### 节选
........
综上来看,相比于“政治地位”,“社会处境”可以更准确地解释“干部是否保护民营经济”。但为何社会学视角的解释更加合理?因为它触及中国政治体制更为深层的特征:地方干部在建政之后当权还是失势,很大程度取决于他们在革命时主要依靠中央还是地方。以南下干部为例,他们长期接受中央直接领导,在根据地开展解放革命(Selden,1971),因此不仅熟谙中央政策,而且习惯忠实执行,故而深得中央信任,在解放后被便派至浙江等新解放区,接管军政大权(Vogel,1969;杨奎松,2011;冯军旗,2018)。反观当地的游击队干部,由于在解放前与中央缺少联系,因而与中央政策颇有隔阂,不仅难以主动领会上级精神,更难在执行时身先士卒(杨奎松,2011;黎荣,2015)。不仅如此,他们长期依靠地方力量革命,与后者建立起亲密无间的联系,因此有动机也有能力联合地方,暗中掣肘中央政令(刘雅灵,2017:183;章奇、刘明兴,2016:49、51)。出于此种顾忌,中央自然较少重用本地干部,而是将其多数安排在权力中心之外(杨奎松,2011;冯军旗,2018)。由此来看,正是社会处境决定了干部的政治地位,从而也基本决定了他们是否保护民营经济。那么社会处境如何塑造了干部的行为动机?下节将尝试回答这一问题。
........
### 任务要求
接着这段讨论干部社会处境与民营经济保护的节选往下写，从它的最后一句之后续起。 后面的条目用不上。

分割掩码数据:
........
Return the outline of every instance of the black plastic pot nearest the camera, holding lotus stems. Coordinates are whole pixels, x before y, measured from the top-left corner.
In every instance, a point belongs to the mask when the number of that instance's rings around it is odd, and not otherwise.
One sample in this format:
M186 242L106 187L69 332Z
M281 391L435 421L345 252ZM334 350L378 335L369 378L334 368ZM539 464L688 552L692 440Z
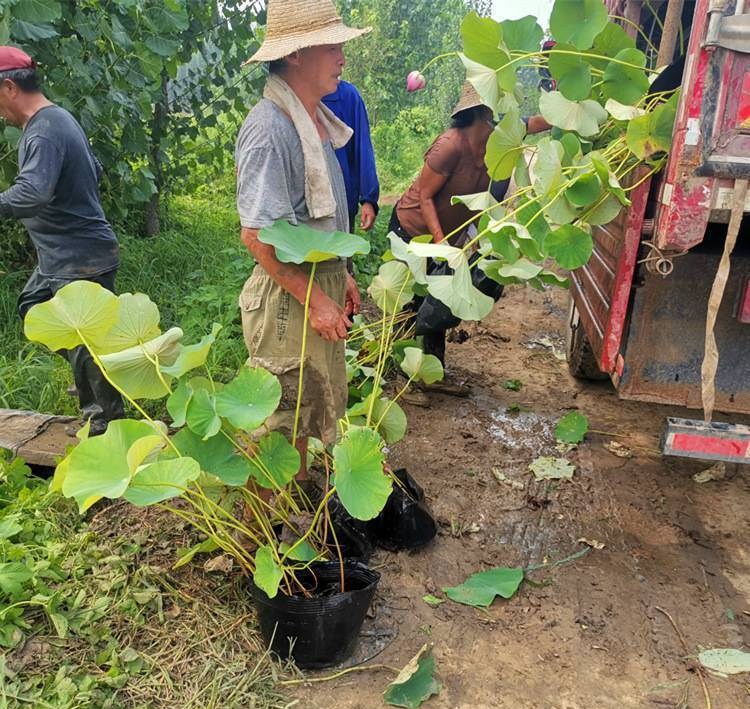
........
### 作答区
五、再看“社会网络”假说:

地方认同与分利网络

本文立足“社会网络”视点,剖析浙江经验得出:本地干部嵌入地方社会网络,因此一方面形成本地认同;另一方面可借助网络联系从民营部门获利,受此双重动机驱动,本地干部倾向保护民营经济。而外来的南下干部,由于疏离于社会网络,既未形成真正本地认同,也很难从当地社会获利,所以一般无心扶助当地民营经济。不仅如此,这些外来干部在实际中倾向结成同乡网络,其中包括地方主要上级(杨奎松,2011)。正因与上级处在同一网络社群,南下干部一方面更加认同领导命令,另一方面也占据晋升先机,同样在双重激励下,倾向趋奉上级意志,压制地方民营经济。为进一步阐明上述干部动机,下文将依次分析,社会网络如何塑造干部的“内在认同”,再配合“外在网络”,从而影响其施政策略。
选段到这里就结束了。